Objective –
Find each line in the material below that contains the word "city" and copy it in full. The match is case-sensitive.

Provided records –
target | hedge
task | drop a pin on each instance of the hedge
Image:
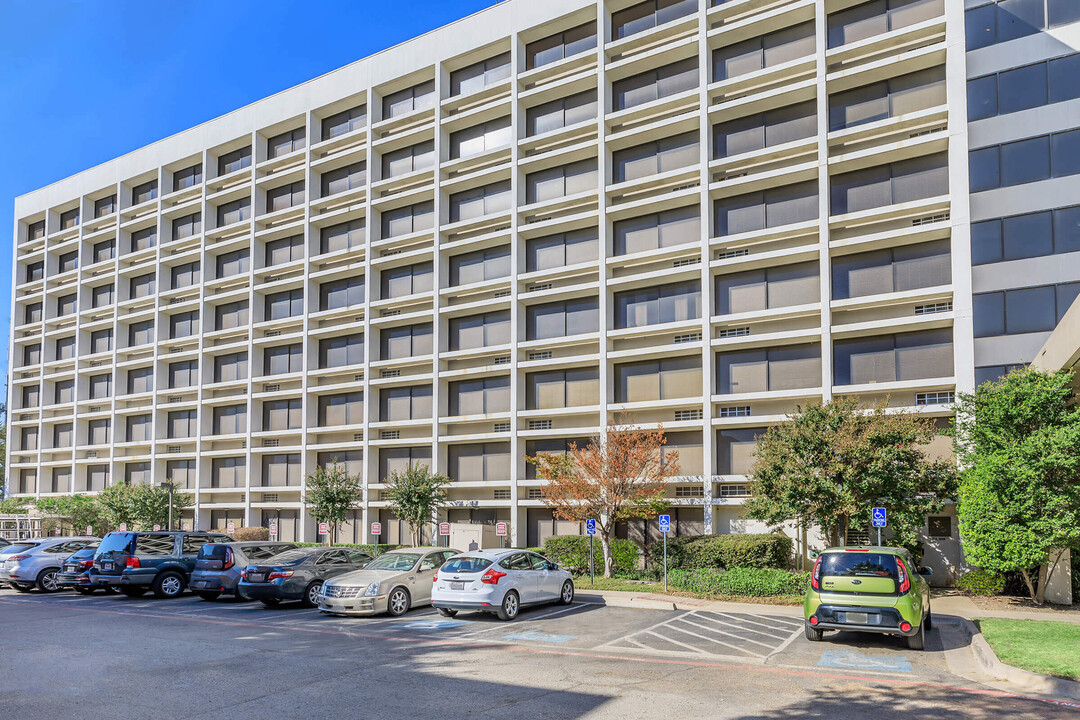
(981, 582)
(571, 552)
(746, 582)
(719, 552)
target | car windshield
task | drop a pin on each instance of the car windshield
(859, 565)
(400, 561)
(116, 542)
(467, 564)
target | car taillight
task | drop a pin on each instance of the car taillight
(905, 582)
(491, 576)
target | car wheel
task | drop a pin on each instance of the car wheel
(311, 595)
(566, 597)
(918, 641)
(46, 581)
(167, 585)
(399, 601)
(510, 606)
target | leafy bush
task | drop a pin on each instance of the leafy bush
(981, 582)
(252, 533)
(719, 552)
(746, 582)
(571, 552)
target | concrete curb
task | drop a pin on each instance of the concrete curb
(989, 664)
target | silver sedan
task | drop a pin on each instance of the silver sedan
(393, 583)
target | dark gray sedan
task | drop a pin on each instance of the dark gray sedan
(298, 574)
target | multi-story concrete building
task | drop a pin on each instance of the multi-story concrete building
(488, 241)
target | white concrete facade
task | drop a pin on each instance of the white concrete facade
(720, 215)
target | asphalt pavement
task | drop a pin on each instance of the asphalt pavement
(110, 656)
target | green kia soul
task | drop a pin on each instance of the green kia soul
(868, 589)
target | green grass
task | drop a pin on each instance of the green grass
(1047, 647)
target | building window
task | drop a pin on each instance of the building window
(480, 75)
(342, 293)
(345, 122)
(650, 232)
(764, 52)
(561, 45)
(893, 357)
(417, 97)
(231, 162)
(658, 380)
(144, 192)
(563, 112)
(288, 141)
(481, 330)
(408, 280)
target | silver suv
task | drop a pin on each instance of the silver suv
(36, 565)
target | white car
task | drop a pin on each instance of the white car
(393, 583)
(499, 581)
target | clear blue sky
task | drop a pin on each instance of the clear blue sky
(82, 82)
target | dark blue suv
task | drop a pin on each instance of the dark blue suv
(135, 562)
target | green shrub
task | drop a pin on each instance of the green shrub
(719, 552)
(571, 552)
(746, 582)
(981, 582)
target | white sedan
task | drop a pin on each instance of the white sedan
(499, 581)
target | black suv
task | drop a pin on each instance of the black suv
(138, 561)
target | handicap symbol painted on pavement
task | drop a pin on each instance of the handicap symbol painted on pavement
(854, 661)
(540, 637)
(430, 624)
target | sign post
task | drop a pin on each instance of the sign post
(879, 520)
(665, 526)
(591, 531)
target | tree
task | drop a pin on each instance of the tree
(618, 476)
(832, 463)
(332, 493)
(1018, 502)
(415, 497)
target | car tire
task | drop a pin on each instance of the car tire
(169, 585)
(510, 606)
(918, 641)
(310, 598)
(566, 597)
(46, 581)
(399, 601)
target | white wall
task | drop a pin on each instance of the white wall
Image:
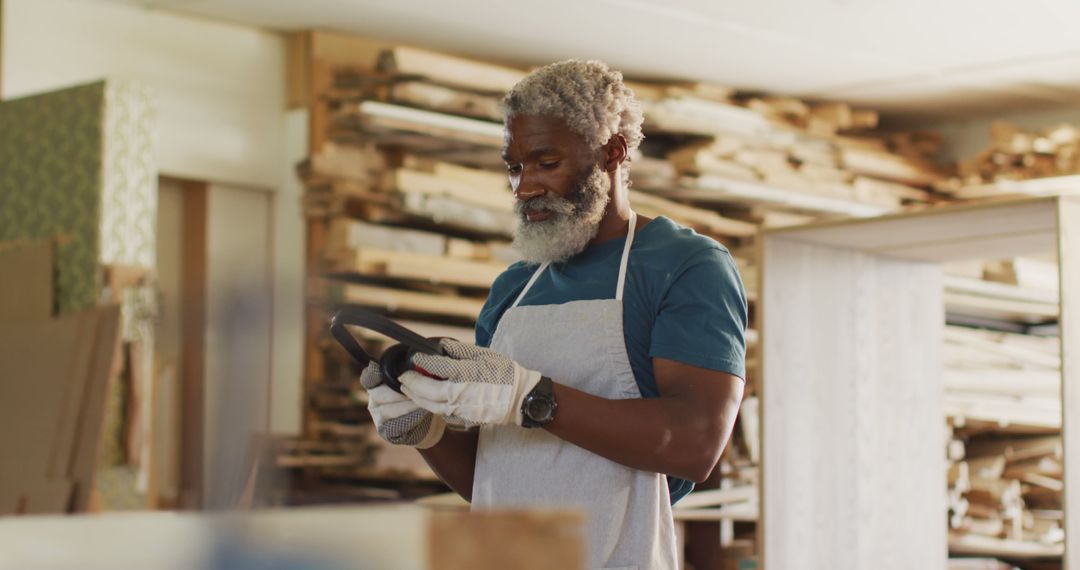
(220, 91)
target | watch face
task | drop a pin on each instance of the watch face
(539, 409)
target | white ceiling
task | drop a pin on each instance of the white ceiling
(913, 57)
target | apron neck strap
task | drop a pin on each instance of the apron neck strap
(622, 266)
(625, 256)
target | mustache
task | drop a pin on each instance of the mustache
(551, 203)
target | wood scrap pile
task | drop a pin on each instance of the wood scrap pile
(1003, 409)
(1018, 163)
(779, 154)
(409, 211)
(1018, 154)
(1004, 496)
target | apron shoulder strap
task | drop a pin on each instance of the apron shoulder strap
(625, 256)
(528, 285)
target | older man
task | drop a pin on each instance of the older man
(609, 363)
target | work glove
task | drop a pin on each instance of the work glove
(481, 385)
(397, 419)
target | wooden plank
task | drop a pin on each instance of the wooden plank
(453, 213)
(718, 497)
(26, 289)
(99, 375)
(541, 540)
(449, 70)
(839, 408)
(1068, 255)
(383, 116)
(701, 117)
(698, 218)
(405, 300)
(414, 181)
(868, 186)
(297, 69)
(346, 233)
(418, 267)
(954, 232)
(349, 162)
(715, 189)
(42, 368)
(446, 99)
(395, 538)
(974, 544)
(889, 166)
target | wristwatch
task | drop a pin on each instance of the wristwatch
(538, 408)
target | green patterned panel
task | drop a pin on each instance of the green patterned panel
(51, 157)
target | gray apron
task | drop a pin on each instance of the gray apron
(579, 343)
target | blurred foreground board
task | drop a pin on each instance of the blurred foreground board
(388, 538)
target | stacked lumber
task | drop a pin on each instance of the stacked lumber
(783, 154)
(410, 214)
(1004, 497)
(1003, 410)
(1017, 154)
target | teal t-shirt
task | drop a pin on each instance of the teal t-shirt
(684, 301)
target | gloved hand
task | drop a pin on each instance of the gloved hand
(481, 385)
(397, 419)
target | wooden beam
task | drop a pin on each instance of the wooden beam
(717, 189)
(446, 99)
(404, 300)
(418, 267)
(890, 166)
(1068, 255)
(381, 116)
(698, 218)
(449, 70)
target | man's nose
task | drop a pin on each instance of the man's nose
(528, 188)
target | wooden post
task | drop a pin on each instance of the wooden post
(1068, 257)
(193, 338)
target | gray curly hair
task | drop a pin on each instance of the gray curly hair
(590, 96)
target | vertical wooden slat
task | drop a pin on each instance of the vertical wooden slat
(1068, 255)
(851, 381)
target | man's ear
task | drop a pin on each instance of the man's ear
(615, 152)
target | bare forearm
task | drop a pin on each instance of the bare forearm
(454, 460)
(663, 434)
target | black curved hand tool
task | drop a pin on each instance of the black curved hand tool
(397, 357)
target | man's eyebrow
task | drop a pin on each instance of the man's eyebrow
(532, 153)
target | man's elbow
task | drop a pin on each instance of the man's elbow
(698, 464)
(701, 467)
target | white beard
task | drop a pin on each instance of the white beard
(575, 222)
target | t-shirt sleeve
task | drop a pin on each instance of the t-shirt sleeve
(702, 315)
(485, 327)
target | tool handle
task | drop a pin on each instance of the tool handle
(396, 358)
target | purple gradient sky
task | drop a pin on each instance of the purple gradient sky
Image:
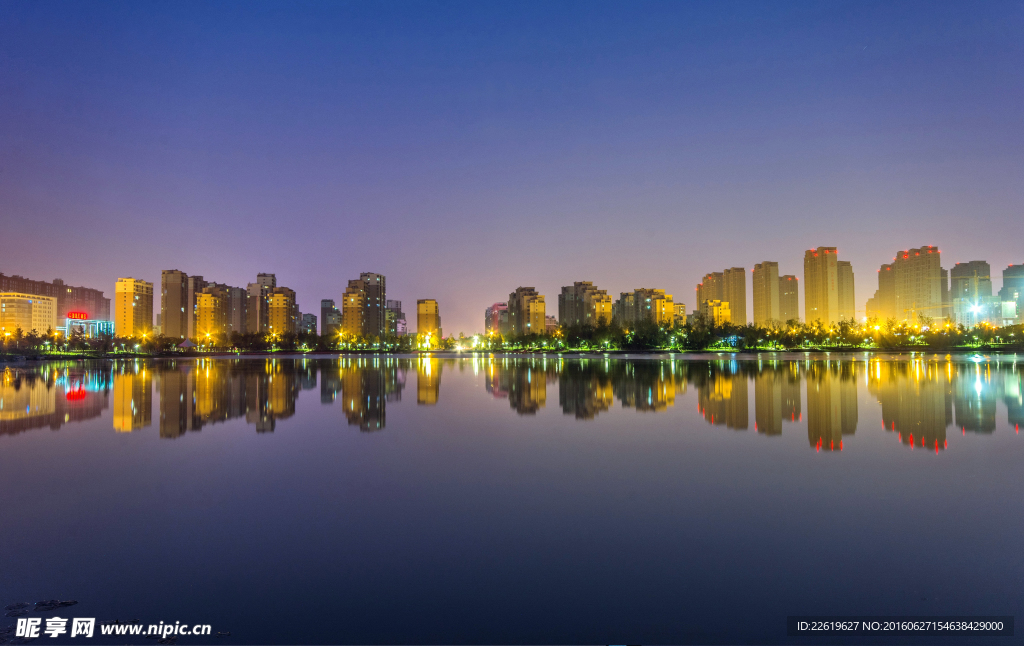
(464, 149)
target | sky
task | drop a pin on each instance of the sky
(464, 149)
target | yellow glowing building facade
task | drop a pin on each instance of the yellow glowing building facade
(716, 311)
(428, 318)
(132, 307)
(282, 311)
(212, 312)
(27, 311)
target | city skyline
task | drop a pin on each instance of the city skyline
(594, 141)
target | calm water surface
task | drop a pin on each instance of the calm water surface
(656, 500)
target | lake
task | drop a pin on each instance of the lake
(382, 500)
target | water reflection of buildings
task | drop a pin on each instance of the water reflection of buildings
(50, 396)
(648, 386)
(428, 380)
(364, 386)
(974, 397)
(194, 394)
(776, 396)
(722, 394)
(132, 396)
(916, 400)
(524, 382)
(585, 389)
(832, 403)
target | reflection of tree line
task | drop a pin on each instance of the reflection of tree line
(920, 399)
(50, 395)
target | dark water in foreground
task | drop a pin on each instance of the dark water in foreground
(528, 501)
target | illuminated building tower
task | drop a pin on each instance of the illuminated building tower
(212, 312)
(1013, 290)
(712, 288)
(307, 324)
(679, 319)
(493, 318)
(238, 309)
(847, 298)
(820, 286)
(330, 318)
(526, 312)
(832, 404)
(788, 298)
(428, 318)
(394, 318)
(918, 284)
(645, 304)
(283, 312)
(883, 304)
(28, 312)
(133, 307)
(173, 299)
(971, 292)
(81, 300)
(132, 397)
(734, 292)
(716, 311)
(363, 307)
(766, 306)
(584, 304)
(194, 285)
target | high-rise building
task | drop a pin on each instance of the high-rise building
(27, 312)
(212, 312)
(194, 285)
(712, 288)
(645, 304)
(679, 319)
(525, 310)
(788, 298)
(847, 298)
(766, 305)
(256, 308)
(269, 281)
(493, 318)
(283, 311)
(716, 311)
(84, 302)
(428, 317)
(821, 286)
(133, 307)
(330, 318)
(584, 304)
(1013, 289)
(363, 311)
(918, 284)
(883, 304)
(394, 318)
(307, 324)
(971, 292)
(173, 298)
(734, 291)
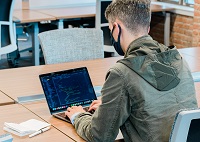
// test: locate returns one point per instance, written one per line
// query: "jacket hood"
(159, 65)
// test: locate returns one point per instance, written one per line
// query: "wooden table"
(27, 78)
(41, 109)
(5, 100)
(33, 17)
(16, 113)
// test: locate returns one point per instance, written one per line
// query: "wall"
(181, 32)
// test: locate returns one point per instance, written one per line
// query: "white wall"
(35, 4)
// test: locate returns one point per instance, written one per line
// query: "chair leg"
(12, 59)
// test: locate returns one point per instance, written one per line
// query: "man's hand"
(74, 109)
(94, 105)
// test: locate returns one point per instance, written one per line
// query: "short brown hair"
(134, 14)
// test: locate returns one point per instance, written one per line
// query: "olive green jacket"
(141, 95)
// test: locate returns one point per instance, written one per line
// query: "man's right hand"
(94, 105)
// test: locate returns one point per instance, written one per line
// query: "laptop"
(67, 88)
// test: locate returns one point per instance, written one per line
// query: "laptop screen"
(67, 88)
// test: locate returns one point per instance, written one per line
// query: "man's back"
(159, 85)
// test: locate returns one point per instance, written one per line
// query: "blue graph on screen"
(68, 88)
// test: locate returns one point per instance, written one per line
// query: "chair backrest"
(74, 44)
(186, 126)
(100, 21)
(7, 37)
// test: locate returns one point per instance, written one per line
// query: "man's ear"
(116, 30)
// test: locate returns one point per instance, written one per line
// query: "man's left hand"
(74, 109)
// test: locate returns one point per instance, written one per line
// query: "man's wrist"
(72, 118)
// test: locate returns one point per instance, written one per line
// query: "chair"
(74, 44)
(102, 23)
(186, 126)
(8, 41)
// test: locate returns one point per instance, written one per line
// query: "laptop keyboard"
(62, 114)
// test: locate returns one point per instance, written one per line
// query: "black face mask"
(117, 45)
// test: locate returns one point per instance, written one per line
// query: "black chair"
(7, 36)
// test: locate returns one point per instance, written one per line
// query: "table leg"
(35, 45)
(60, 24)
(167, 29)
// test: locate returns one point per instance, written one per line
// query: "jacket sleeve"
(104, 124)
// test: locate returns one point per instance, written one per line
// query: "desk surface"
(17, 111)
(27, 78)
(41, 109)
(5, 100)
(29, 16)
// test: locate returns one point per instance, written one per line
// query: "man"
(142, 92)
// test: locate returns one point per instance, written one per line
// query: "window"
(180, 2)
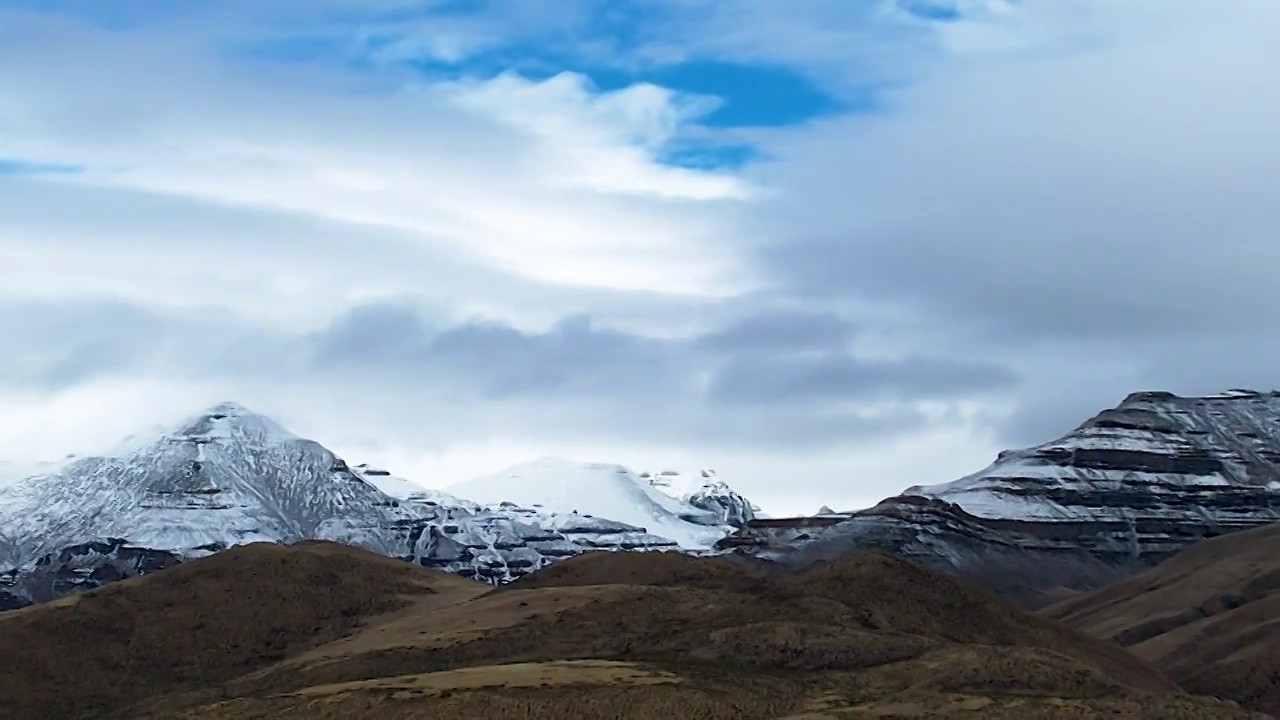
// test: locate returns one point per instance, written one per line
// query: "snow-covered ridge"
(1153, 456)
(228, 475)
(1125, 490)
(562, 487)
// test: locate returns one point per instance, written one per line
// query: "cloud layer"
(437, 237)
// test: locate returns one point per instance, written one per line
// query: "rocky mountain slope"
(325, 632)
(593, 490)
(1119, 493)
(228, 477)
(1206, 616)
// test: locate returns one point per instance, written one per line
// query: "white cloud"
(1056, 187)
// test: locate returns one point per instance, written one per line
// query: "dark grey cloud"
(1074, 195)
(577, 376)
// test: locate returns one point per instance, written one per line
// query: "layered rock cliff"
(1123, 491)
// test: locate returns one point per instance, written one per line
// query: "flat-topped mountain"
(1119, 493)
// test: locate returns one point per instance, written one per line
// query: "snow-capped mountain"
(1123, 491)
(1156, 458)
(704, 490)
(553, 487)
(229, 475)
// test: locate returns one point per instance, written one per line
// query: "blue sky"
(854, 244)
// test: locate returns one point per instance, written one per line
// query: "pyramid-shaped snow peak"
(223, 477)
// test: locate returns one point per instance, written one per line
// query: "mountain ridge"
(1123, 491)
(228, 475)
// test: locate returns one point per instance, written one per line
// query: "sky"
(828, 247)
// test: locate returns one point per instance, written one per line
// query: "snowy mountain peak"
(1155, 456)
(231, 420)
(598, 490)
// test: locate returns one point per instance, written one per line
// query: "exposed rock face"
(1121, 492)
(80, 568)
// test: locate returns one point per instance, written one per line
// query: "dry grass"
(1208, 616)
(199, 624)
(329, 633)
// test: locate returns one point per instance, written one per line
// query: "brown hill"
(200, 624)
(330, 633)
(1208, 616)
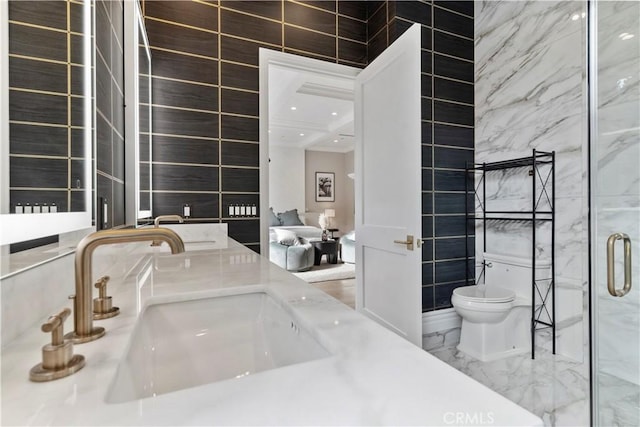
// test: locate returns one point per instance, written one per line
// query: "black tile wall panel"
(183, 39)
(453, 135)
(37, 75)
(452, 22)
(267, 9)
(451, 158)
(453, 45)
(250, 27)
(240, 180)
(37, 42)
(450, 248)
(184, 178)
(185, 95)
(239, 199)
(461, 6)
(315, 19)
(239, 76)
(184, 150)
(239, 154)
(42, 13)
(203, 205)
(352, 29)
(354, 9)
(320, 4)
(193, 14)
(352, 51)
(244, 231)
(38, 140)
(454, 68)
(309, 41)
(184, 67)
(240, 102)
(415, 11)
(242, 128)
(180, 122)
(446, 180)
(38, 172)
(449, 112)
(37, 107)
(453, 90)
(449, 226)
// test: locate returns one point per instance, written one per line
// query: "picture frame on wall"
(325, 187)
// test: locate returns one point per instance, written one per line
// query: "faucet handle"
(58, 359)
(102, 306)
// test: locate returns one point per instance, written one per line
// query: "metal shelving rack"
(543, 193)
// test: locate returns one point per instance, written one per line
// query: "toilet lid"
(484, 294)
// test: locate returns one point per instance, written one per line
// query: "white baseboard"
(440, 320)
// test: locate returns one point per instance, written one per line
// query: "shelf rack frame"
(543, 193)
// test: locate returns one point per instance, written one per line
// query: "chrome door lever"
(611, 260)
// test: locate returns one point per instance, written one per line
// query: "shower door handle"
(611, 259)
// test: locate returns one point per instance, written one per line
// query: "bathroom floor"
(551, 386)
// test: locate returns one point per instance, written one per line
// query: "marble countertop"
(372, 378)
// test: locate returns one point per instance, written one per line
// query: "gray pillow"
(289, 218)
(274, 221)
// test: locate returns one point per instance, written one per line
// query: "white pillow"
(286, 237)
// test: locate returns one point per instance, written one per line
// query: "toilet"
(496, 315)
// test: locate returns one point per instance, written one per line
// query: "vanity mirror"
(46, 118)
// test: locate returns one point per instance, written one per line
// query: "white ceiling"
(313, 124)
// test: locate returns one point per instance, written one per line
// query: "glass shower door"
(615, 209)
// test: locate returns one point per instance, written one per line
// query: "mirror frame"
(15, 227)
(133, 26)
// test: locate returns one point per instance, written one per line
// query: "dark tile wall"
(45, 104)
(205, 93)
(447, 130)
(109, 60)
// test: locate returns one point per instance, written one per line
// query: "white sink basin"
(179, 345)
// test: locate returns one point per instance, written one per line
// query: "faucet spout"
(84, 331)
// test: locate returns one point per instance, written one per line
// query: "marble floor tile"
(553, 387)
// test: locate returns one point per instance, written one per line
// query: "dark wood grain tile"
(184, 150)
(250, 27)
(184, 178)
(239, 102)
(180, 122)
(240, 154)
(189, 13)
(308, 17)
(240, 180)
(242, 128)
(266, 8)
(185, 95)
(183, 67)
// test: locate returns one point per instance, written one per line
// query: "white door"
(388, 188)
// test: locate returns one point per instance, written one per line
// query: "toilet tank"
(515, 273)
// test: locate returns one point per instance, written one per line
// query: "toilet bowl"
(496, 316)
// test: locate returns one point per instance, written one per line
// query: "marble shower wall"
(530, 93)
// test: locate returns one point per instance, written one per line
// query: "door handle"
(611, 260)
(408, 242)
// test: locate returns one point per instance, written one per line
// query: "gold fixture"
(156, 224)
(102, 306)
(58, 360)
(84, 331)
(611, 261)
(408, 242)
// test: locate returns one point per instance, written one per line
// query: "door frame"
(269, 57)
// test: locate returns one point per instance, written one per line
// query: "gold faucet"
(84, 331)
(156, 224)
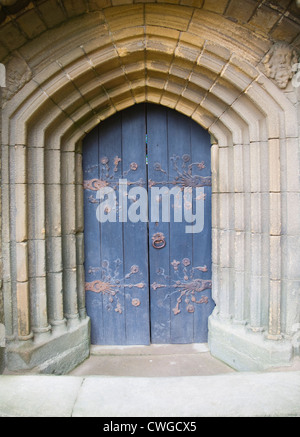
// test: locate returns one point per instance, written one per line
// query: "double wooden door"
(147, 197)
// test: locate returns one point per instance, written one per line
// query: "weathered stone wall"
(72, 64)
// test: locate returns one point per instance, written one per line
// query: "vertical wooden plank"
(202, 241)
(135, 232)
(92, 237)
(159, 259)
(181, 243)
(111, 250)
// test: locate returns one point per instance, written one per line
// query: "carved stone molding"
(278, 63)
(17, 75)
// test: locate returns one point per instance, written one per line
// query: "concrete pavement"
(131, 382)
(229, 395)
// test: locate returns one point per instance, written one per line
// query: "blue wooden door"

Result –
target | city skyline
task | drop a pin on each instance of the city skyline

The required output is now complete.